= The problem =
Output every line of the entries from the line containing "TARGET: evergreen tree" through the last, exactly, with no other content.

= Data for this exercise =

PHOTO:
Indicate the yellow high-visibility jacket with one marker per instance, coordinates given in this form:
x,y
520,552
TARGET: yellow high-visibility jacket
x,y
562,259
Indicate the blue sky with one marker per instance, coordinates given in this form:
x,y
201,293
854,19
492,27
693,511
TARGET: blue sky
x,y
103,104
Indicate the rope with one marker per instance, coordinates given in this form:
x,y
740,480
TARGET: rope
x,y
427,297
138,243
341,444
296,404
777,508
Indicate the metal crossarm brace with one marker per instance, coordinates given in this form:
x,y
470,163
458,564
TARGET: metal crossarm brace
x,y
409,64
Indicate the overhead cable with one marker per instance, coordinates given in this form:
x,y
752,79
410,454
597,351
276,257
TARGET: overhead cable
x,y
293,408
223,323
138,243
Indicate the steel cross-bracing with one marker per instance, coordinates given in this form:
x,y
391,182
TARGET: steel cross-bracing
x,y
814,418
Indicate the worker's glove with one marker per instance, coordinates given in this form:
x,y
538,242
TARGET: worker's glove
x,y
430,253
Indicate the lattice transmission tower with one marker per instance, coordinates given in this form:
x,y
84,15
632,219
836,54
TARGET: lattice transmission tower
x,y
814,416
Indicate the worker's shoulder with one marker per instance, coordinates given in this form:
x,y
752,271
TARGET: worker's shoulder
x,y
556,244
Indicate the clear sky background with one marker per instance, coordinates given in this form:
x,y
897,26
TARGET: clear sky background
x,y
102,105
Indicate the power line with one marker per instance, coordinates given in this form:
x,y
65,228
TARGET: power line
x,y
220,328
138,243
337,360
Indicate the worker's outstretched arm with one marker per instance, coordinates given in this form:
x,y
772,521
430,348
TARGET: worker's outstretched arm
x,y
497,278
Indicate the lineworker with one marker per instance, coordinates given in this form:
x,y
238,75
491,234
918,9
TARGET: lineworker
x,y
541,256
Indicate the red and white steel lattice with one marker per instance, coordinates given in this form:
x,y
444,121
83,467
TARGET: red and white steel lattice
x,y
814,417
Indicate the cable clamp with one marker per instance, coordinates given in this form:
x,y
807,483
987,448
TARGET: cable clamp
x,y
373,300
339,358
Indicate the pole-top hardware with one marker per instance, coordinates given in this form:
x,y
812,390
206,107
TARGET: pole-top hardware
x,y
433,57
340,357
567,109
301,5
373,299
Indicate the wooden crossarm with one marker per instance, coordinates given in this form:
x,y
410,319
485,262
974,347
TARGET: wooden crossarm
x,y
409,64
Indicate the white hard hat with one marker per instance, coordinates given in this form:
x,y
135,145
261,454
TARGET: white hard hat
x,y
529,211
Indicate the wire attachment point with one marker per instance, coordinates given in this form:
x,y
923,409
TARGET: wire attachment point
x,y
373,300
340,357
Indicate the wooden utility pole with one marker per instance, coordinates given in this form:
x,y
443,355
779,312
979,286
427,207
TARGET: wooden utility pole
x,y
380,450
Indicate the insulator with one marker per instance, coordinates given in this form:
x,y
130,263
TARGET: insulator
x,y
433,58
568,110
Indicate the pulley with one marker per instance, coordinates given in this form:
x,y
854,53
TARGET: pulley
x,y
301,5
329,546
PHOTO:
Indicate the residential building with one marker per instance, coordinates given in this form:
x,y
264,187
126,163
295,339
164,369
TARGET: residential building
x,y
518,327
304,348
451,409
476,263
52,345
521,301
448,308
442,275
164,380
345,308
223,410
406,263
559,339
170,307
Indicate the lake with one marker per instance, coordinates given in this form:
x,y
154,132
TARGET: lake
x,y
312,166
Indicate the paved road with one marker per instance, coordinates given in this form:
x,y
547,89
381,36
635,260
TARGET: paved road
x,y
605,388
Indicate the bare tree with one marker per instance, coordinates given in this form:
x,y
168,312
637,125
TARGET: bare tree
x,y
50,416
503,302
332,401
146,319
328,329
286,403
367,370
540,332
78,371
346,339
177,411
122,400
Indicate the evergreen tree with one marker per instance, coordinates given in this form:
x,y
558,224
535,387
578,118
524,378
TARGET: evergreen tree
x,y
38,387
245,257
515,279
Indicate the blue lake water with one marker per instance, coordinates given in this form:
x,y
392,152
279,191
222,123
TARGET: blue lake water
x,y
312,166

= Written answer =
TARGET: evergreen tree
x,y
38,387
245,257
515,279
Indicate the blue lake water with one marker per instance, coordinates given in this form:
x,y
392,152
279,191
222,123
TARGET: blue lake water
x,y
312,166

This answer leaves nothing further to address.